WHAT THE TASK REQUIRES: Skip the pictures and repeat each line of the data exactly.

INFORMATION SHOWN:
Start of Block

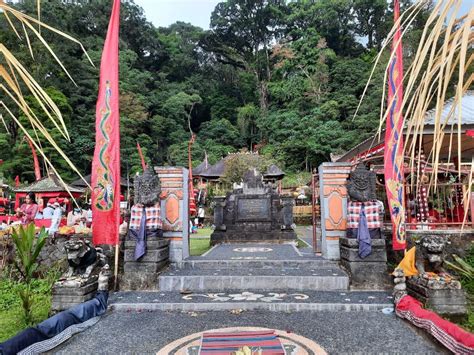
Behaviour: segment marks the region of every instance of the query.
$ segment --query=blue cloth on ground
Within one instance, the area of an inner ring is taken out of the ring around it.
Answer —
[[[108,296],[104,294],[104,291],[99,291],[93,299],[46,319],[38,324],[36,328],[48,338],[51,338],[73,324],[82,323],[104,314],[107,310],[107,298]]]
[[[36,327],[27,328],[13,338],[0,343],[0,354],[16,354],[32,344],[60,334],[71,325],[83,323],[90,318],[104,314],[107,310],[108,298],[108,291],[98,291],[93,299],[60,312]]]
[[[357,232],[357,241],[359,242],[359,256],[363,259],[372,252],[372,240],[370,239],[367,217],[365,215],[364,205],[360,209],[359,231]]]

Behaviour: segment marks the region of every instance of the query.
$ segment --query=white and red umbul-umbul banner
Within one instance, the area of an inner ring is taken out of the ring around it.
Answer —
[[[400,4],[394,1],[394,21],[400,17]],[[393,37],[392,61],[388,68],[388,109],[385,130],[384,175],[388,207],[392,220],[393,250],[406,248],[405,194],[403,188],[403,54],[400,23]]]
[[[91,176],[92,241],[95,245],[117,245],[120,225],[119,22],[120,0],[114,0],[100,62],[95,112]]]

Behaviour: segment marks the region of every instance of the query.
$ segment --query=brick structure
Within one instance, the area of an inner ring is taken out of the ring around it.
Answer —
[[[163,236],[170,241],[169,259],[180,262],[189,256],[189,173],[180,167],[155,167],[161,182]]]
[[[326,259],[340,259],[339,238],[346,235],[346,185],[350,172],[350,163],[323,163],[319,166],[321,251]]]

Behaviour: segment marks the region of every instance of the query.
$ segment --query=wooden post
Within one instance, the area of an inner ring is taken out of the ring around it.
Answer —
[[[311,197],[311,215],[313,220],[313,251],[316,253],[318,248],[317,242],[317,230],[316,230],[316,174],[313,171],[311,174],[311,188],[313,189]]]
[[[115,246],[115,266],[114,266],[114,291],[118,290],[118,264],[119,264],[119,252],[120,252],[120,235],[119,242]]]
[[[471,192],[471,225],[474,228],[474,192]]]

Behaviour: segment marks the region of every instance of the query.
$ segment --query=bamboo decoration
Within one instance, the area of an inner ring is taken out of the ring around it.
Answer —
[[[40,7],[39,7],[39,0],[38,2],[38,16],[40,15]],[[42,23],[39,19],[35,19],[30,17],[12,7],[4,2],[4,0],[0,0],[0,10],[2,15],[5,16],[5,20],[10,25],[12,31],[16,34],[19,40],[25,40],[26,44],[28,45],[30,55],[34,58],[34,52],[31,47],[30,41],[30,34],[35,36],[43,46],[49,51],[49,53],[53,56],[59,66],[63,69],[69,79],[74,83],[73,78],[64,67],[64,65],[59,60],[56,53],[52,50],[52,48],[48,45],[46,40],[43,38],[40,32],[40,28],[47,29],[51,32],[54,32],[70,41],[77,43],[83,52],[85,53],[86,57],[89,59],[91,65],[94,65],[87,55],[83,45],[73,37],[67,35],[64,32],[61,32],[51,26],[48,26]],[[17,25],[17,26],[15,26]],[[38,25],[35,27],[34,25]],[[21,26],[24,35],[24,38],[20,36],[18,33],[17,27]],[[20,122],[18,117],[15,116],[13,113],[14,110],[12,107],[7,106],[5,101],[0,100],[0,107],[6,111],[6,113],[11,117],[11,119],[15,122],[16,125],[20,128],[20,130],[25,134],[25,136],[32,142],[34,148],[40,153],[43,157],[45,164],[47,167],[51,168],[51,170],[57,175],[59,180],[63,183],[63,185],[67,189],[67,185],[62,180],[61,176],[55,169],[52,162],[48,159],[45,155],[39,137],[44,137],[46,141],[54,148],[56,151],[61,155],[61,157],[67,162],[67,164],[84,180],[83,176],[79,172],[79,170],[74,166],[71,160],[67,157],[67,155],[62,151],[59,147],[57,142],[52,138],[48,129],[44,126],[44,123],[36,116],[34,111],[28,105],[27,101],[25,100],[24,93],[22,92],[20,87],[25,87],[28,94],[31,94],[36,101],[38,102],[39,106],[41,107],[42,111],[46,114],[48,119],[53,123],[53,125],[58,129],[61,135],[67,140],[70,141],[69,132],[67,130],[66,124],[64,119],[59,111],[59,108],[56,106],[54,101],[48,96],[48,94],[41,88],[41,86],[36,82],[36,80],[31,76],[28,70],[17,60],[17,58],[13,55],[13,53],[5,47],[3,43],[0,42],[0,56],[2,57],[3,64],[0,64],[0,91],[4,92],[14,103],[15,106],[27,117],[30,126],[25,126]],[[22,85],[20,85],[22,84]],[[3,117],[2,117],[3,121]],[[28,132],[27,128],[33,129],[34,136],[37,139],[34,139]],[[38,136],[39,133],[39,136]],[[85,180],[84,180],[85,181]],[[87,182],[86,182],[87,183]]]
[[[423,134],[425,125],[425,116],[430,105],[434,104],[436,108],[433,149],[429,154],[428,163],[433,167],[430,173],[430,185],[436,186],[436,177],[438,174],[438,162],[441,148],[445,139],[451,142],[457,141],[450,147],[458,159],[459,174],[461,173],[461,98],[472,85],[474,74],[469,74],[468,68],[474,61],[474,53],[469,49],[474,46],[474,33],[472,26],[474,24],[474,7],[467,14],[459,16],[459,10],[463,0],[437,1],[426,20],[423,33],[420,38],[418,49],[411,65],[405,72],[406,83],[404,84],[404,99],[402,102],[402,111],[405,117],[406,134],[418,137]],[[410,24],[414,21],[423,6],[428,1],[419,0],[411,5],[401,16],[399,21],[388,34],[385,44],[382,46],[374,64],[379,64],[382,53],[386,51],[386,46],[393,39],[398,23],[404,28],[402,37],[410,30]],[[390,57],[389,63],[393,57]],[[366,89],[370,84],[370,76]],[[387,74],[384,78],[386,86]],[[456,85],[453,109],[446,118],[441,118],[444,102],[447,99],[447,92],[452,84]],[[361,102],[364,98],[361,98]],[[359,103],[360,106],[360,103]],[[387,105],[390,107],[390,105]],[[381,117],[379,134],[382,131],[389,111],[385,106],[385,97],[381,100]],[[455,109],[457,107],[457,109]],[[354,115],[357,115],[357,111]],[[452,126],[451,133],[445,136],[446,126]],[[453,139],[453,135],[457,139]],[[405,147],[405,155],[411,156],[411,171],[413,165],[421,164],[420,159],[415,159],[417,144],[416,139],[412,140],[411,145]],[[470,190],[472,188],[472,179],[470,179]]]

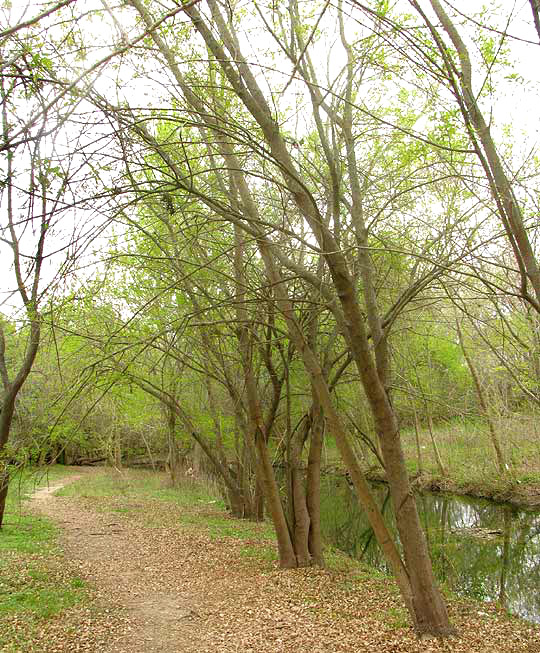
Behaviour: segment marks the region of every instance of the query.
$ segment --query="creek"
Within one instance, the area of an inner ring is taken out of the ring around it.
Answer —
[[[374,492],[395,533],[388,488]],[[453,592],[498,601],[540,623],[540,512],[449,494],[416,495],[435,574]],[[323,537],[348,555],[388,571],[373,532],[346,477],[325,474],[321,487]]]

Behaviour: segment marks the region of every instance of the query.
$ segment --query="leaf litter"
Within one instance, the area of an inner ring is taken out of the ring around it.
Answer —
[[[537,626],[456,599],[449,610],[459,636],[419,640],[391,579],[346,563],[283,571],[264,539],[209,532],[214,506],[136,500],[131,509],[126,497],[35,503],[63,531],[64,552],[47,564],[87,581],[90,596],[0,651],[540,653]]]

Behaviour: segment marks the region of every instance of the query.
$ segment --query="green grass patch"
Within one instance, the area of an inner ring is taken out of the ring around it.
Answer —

End of Block

TASK ANSWER:
Behaviour: segment marks the region of every instance of the query.
$ segment --query=blue cloth on ground
Within one instance, the area of an inner ring is taken out of the ring around it.
Answer —
[[[108,296],[104,294],[104,291],[99,291],[93,299],[46,319],[38,324],[36,328],[48,338],[51,338],[73,324],[82,323],[104,314],[107,310],[107,298]]]
[[[36,327],[27,328],[13,338],[0,343],[0,354],[16,354],[32,344],[60,334],[71,325],[83,323],[90,318],[104,314],[107,310],[108,298],[108,291],[98,291],[93,299],[60,312]]]
[[[357,232],[357,241],[359,242],[359,256],[363,259],[372,252],[372,240],[370,239],[367,217],[365,215],[364,205],[360,209],[359,231]]]

Behaviour: segment marks the region of every instance of the query.
$ segment --query=white and red umbul-umbul banner
Within one instance, the area of an inner ring is taken out of the ring around it.
Answer —
[[[400,4],[394,1],[394,21],[400,17]],[[393,37],[392,61],[388,68],[388,109],[385,130],[384,175],[388,207],[392,220],[393,250],[406,248],[405,194],[403,188],[403,54],[400,23]]]
[[[91,176],[92,241],[95,245],[117,245],[120,225],[119,22],[120,0],[114,0],[100,62],[95,112]]]

Behaviour: segment marks the region of every instance of the query.
$ segment --query=brick structure
Within one instance, the area of an inner ring is taken out of the ring around it.
Answer —
[[[163,236],[170,241],[169,259],[180,262],[189,256],[189,173],[180,167],[155,167],[161,182]]]
[[[326,259],[340,259],[339,238],[346,235],[346,185],[350,172],[350,163],[323,163],[319,166],[321,251]]]

Behaviour: segment marks the region of every instance of the query.
$ segment --query=wooden post
Within one instance, the area of an inner ring is taken out of the ring around it.
Answer —
[[[311,197],[311,215],[313,220],[313,251],[316,253],[318,248],[317,242],[317,230],[316,230],[316,174],[313,171],[311,174],[311,188],[313,189]]]
[[[115,246],[115,266],[114,266],[114,291],[118,290],[118,264],[119,264],[119,252],[120,252],[120,235],[119,242]]]
[[[471,192],[471,225],[474,228],[474,192]]]

Behaviour: segment marks the region of every instance of the query.
$ segment --query=bamboo decoration
Within one instance, the area of an inner ring is taken out of the ring around it.
Answer —
[[[40,7],[39,7],[39,0],[38,2],[38,16],[40,15]],[[42,23],[39,19],[35,19],[30,17],[12,7],[4,2],[4,0],[0,0],[0,10],[2,15],[5,16],[5,20],[10,25],[12,31],[16,34],[19,40],[25,40],[26,44],[28,45],[30,55],[34,58],[34,52],[31,47],[30,41],[30,34],[35,36],[43,46],[49,51],[49,53],[53,56],[59,66],[63,69],[69,79],[74,83],[73,78],[64,67],[64,65],[59,60],[56,53],[52,50],[52,48],[48,45],[46,40],[43,38],[40,32],[40,28],[47,29],[51,32],[54,32],[70,41],[77,43],[83,52],[85,53],[86,57],[89,59],[91,65],[94,65],[87,55],[83,45],[73,37],[67,35],[64,32],[61,32],[51,26],[48,26]],[[17,25],[17,26],[15,26]],[[38,25],[35,27],[34,25]],[[21,26],[24,35],[24,38],[20,36],[18,33],[17,27]],[[20,122],[18,117],[15,116],[13,113],[14,110],[12,107],[7,106],[5,101],[0,100],[0,107],[6,111],[6,113],[11,117],[11,119],[15,122],[16,125],[20,128],[20,130],[25,134],[25,136],[32,142],[34,148],[40,153],[43,157],[45,164],[47,167],[51,168],[51,170],[57,175],[59,180],[63,183],[63,185],[67,189],[67,185],[62,180],[61,176],[55,169],[52,162],[48,159],[45,155],[39,137],[44,137],[46,141],[54,148],[56,151],[61,155],[61,157],[67,162],[67,164],[84,180],[83,176],[79,172],[79,170],[74,166],[71,160],[67,157],[67,155],[62,151],[59,147],[57,142],[52,138],[48,129],[44,126],[44,123],[36,116],[34,111],[28,105],[27,101],[25,100],[24,93],[22,92],[20,87],[25,87],[28,94],[31,94],[36,101],[38,102],[39,106],[41,107],[42,111],[46,114],[48,119],[53,123],[53,125],[58,129],[61,135],[67,140],[70,141],[69,132],[67,130],[66,124],[64,119],[59,111],[59,108],[56,106],[54,101],[48,96],[48,94],[41,88],[41,86],[36,82],[36,80],[31,76],[28,70],[17,60],[17,58],[13,55],[13,53],[5,47],[3,43],[0,42],[0,56],[2,57],[3,64],[0,64],[0,91],[4,92],[14,103],[15,106],[27,117],[30,126],[25,126]],[[22,85],[20,85],[22,84]],[[3,117],[2,117],[3,121]],[[28,132],[27,128],[33,129],[34,136],[37,139],[34,139]],[[38,136],[39,133],[39,136]],[[85,180],[84,180],[85,181]],[[87,182],[86,182],[87,183]]]
[[[423,134],[425,125],[425,116],[430,105],[434,104],[436,108],[433,149],[429,154],[428,163],[433,167],[430,173],[430,185],[436,186],[436,177],[438,174],[438,162],[441,148],[445,139],[451,142],[457,141],[450,147],[458,159],[459,174],[461,173],[461,98],[472,85],[474,74],[469,74],[468,68],[474,61],[474,53],[469,49],[474,46],[474,33],[472,26],[474,24],[474,7],[467,14],[459,16],[459,10],[463,0],[437,1],[426,20],[423,33],[420,38],[418,49],[411,65],[405,72],[406,83],[404,84],[404,99],[402,102],[402,111],[405,117],[406,134],[418,137]],[[410,24],[414,21],[423,6],[428,1],[419,0],[411,5],[401,16],[399,21],[388,34],[385,44],[382,46],[374,64],[379,64],[382,53],[386,51],[386,46],[393,39],[398,23],[404,28],[402,37],[410,30]],[[390,57],[389,63],[393,57]],[[366,89],[370,84],[370,76]],[[387,74],[384,78],[386,86]],[[456,85],[453,109],[446,118],[441,118],[444,102],[447,99],[447,92],[452,84]],[[361,102],[364,98],[361,98]],[[359,103],[360,106],[360,103]],[[387,105],[390,107],[390,105]],[[381,117],[379,134],[382,131],[389,111],[385,106],[385,97],[381,100]],[[455,109],[457,107],[457,109]],[[354,115],[357,115],[357,111]],[[452,126],[451,133],[445,136],[446,126]],[[453,139],[453,135],[457,139]],[[405,147],[405,155],[411,156],[411,171],[413,165],[421,164],[420,159],[415,159],[417,144],[416,139],[412,140],[411,145]],[[470,190],[472,188],[472,179],[470,179]]]

Behaviour: segment marks the region of every instance of the query.
$ segment --query="creek"
Within one instance, the area of an inner ring is taken out of the ring around it.
Answer —
[[[374,492],[395,533],[388,488]],[[453,592],[498,601],[540,623],[540,512],[449,494],[416,495],[435,574]],[[323,537],[348,555],[388,571],[373,532],[346,477],[325,474],[321,487]]]

Behaviour: segment marks the region of every instance of the query.
$ segment --query="leaf litter"
Within one instance, the area of an inner ring is taken out of the ring around it.
Answer —
[[[537,626],[456,599],[449,610],[459,636],[419,640],[391,579],[346,563],[283,571],[264,539],[209,532],[214,506],[136,500],[131,509],[126,497],[35,503],[63,531],[64,552],[47,564],[87,581],[90,596],[0,651],[540,653]]]

Behaviour: segment marks the region of every instance of the query.
$ segment --query="green grass patch"
Within one instance, the area of an inner ring is taken out of the ring around it.
Answer —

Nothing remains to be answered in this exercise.